CONSIGNA ▸ Según el extracto sobre la renuncia de Aznar, ¿en qué año pasó a ser norma en Estados Unidos la pauta de los dos mandatos presidenciales?

EXTRACTO DE PÁGINA ▸

La renuncia de José María Aznar a competir por la presidencia del Gobierno en la convocatoria de 2004 y conquistar, así, su tercer mandato consecutivo está produciendo efectos indeseados para el PP por la manera y el momento en que fue anunciada. El presidente Aznar se reserva el derecho a designar al sucesor, retrasa hasta el otoño de 2003 la apertura del sobre con el nombre del candidato, se divierte multiplicando el número de los potenciales aspirantes y siembra pistas falsas en torno a sus preferencias. Tal vez ese comportamiento cesarista sea el precio cobrado al PP por Aznar a cambio de sentar el meritorio precedente de haber limitado su mandato a dos periodos consecutivos (un compromiso compatible con el eventual regreso a la presidencia del Gobierno años después); dado que los regímenes parlamentarios no prevén -tal vez sea imposible hacerlo mediante normas jurídicas- esa restricción temporal, sólo los usos políticos podrían crear una práctica de ese tipo. Es cierto que los regímenes inspirados por la Constitución norteamericana suelen limitar legalmente la estancia en el poder de los presidentes de la República; sin embargo, en Estados Unidos la pauta de los dos mandatos fue inicialmente una tradición legada por los grandes presidentes fundadores (Washington, Jefferson y Madison) y sólo se transformó en norma por una enmienda constitucional de 1951, tras las cuatro victorias de Roosevelt.

DATOS DE PARTIDA ▸
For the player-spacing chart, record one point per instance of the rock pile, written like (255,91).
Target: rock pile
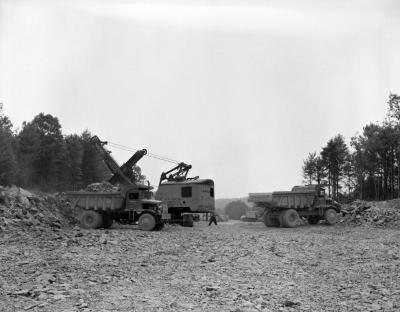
(21,209)
(383,214)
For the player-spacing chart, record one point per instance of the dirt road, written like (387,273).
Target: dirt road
(231,267)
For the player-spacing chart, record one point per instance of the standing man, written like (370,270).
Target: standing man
(213,219)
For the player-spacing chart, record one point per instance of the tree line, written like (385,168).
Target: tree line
(367,168)
(39,156)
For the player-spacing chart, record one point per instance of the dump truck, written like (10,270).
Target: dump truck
(285,208)
(131,205)
(134,203)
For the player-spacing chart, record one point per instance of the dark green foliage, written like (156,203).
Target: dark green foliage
(371,169)
(93,167)
(39,156)
(234,210)
(8,161)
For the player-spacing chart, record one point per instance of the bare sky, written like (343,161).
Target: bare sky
(242,90)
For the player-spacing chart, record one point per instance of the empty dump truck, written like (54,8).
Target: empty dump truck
(285,208)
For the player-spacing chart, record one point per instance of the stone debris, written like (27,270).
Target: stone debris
(21,209)
(381,214)
(231,267)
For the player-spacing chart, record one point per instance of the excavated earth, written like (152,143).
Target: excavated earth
(235,266)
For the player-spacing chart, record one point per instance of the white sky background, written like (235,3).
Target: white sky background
(242,90)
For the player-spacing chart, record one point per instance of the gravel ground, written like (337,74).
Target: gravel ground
(234,266)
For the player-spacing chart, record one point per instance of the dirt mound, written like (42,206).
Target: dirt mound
(21,209)
(382,214)
(102,187)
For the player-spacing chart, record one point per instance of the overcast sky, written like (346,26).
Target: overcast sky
(242,90)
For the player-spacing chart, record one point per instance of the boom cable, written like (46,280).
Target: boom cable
(131,149)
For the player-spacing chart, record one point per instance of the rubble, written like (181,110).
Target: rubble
(234,266)
(381,214)
(21,209)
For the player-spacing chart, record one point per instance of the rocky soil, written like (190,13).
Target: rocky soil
(235,266)
(50,264)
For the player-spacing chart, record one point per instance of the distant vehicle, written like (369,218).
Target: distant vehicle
(285,208)
(250,216)
(185,195)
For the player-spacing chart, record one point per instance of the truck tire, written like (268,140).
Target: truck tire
(107,222)
(313,219)
(330,216)
(90,219)
(290,218)
(268,220)
(159,226)
(280,218)
(147,222)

RESULTADO DEL EJERCICIO ▸ En 1951, mediante una enmienda constitucional.